Set exercise => Copy out every line of the records below that contains the word "antler".

Records =>
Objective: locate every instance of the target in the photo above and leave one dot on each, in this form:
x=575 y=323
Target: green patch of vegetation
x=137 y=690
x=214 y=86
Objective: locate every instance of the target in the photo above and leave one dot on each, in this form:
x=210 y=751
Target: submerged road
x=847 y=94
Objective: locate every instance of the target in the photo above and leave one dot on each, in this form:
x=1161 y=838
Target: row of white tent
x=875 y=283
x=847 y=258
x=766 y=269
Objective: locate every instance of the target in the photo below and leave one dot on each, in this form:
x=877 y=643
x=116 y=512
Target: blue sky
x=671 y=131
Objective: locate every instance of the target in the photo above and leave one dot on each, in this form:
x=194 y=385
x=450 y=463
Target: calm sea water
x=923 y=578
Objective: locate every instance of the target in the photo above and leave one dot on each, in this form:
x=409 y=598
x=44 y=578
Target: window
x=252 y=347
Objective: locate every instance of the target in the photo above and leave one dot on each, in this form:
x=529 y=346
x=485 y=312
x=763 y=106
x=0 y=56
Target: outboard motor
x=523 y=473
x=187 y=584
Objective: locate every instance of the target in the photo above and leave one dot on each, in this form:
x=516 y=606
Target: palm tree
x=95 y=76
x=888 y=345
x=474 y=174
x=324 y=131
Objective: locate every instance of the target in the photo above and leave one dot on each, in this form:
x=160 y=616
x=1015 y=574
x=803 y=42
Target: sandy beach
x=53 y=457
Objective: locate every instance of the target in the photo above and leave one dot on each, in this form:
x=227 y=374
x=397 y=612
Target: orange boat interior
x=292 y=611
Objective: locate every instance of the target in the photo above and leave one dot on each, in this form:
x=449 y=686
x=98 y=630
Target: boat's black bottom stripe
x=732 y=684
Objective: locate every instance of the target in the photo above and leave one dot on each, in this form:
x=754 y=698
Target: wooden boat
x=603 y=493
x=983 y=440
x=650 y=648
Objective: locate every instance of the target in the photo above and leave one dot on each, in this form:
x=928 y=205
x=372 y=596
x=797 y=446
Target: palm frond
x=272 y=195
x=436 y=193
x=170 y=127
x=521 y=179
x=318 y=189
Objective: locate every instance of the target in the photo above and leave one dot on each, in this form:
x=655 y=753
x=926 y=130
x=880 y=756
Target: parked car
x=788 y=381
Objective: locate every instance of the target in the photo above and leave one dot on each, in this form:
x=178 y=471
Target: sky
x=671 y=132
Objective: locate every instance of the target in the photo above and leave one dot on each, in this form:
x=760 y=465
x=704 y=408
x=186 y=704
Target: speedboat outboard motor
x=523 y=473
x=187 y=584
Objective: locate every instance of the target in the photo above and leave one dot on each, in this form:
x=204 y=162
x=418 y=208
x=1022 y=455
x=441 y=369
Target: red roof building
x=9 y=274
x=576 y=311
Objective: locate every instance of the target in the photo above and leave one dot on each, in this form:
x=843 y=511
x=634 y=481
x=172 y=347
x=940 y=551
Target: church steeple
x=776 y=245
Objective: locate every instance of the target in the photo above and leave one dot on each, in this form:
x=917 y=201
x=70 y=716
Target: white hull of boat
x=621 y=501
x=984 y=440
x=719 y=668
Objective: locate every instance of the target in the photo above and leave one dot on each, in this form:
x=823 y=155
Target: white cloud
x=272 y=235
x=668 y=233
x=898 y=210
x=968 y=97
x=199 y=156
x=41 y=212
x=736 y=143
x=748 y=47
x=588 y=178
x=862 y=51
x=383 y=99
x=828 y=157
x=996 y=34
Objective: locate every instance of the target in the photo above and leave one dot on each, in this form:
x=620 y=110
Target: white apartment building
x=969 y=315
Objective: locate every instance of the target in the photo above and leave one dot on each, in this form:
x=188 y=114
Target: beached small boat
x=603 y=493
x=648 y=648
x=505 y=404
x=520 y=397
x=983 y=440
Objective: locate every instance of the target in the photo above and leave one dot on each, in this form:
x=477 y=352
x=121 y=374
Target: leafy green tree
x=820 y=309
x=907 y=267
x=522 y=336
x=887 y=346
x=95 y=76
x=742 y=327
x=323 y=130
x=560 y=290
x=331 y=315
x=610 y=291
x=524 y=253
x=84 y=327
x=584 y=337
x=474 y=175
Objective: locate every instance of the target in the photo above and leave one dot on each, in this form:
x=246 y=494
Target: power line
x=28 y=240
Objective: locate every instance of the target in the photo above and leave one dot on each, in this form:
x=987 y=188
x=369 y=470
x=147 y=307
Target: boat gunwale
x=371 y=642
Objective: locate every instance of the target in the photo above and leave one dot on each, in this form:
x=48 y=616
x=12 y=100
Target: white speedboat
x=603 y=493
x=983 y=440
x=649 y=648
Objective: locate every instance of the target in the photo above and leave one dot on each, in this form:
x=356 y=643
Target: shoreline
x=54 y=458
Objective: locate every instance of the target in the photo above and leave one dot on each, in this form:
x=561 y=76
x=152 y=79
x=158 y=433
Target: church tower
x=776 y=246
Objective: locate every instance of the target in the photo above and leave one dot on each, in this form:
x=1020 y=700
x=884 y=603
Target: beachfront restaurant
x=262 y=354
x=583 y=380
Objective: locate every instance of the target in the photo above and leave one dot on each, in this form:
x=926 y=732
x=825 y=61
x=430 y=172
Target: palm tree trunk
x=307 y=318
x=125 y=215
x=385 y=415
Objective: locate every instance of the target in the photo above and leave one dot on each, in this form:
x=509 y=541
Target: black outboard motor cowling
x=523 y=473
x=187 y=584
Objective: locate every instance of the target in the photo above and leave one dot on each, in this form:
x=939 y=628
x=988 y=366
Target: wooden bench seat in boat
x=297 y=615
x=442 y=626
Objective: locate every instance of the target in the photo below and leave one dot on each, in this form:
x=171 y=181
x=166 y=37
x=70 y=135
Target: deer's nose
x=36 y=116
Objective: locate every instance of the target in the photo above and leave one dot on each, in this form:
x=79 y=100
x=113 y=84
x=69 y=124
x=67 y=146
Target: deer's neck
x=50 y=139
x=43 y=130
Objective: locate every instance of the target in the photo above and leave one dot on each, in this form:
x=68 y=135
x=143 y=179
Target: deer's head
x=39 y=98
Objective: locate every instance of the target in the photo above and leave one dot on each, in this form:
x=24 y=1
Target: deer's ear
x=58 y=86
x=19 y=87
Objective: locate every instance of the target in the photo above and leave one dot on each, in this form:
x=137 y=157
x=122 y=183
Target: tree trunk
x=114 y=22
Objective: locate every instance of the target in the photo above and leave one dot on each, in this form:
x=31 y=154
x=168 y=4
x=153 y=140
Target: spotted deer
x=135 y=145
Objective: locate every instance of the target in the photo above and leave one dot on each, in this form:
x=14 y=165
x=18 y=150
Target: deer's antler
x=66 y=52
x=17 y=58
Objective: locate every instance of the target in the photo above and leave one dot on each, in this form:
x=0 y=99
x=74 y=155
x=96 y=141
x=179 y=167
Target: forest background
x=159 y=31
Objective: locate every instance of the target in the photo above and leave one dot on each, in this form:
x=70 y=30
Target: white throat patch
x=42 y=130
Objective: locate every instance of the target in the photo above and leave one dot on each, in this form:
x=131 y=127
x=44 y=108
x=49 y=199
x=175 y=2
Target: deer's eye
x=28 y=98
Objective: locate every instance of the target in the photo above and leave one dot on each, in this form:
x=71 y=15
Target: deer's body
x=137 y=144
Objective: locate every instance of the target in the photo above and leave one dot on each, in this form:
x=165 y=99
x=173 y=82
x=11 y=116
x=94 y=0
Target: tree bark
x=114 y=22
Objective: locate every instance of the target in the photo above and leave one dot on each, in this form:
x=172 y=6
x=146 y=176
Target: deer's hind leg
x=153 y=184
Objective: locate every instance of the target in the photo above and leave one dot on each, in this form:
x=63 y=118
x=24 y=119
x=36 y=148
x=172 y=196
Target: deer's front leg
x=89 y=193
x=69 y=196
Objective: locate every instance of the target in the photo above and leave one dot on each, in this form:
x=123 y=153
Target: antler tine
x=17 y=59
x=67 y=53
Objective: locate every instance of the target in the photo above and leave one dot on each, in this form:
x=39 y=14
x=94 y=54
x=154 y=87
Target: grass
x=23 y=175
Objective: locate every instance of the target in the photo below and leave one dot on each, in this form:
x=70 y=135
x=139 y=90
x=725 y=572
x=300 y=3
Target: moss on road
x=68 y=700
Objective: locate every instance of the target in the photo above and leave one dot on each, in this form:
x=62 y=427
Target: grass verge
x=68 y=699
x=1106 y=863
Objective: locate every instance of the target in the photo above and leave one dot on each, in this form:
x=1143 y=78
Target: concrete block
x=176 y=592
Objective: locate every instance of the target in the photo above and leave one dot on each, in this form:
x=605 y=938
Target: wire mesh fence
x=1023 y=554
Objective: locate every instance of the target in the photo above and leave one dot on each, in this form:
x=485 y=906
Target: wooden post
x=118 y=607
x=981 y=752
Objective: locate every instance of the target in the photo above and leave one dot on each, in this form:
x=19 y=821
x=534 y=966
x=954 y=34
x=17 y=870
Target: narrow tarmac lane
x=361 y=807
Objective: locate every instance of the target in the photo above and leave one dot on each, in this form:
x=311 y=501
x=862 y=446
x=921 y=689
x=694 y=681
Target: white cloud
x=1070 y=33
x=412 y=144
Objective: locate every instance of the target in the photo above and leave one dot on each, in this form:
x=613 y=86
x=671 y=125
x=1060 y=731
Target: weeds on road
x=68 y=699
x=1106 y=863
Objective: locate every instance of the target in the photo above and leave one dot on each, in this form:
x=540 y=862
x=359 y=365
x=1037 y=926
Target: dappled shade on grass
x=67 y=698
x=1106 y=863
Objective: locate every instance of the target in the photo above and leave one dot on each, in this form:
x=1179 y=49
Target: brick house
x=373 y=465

Solution to the exercise =>
Target: deer's antler
Target: antler tine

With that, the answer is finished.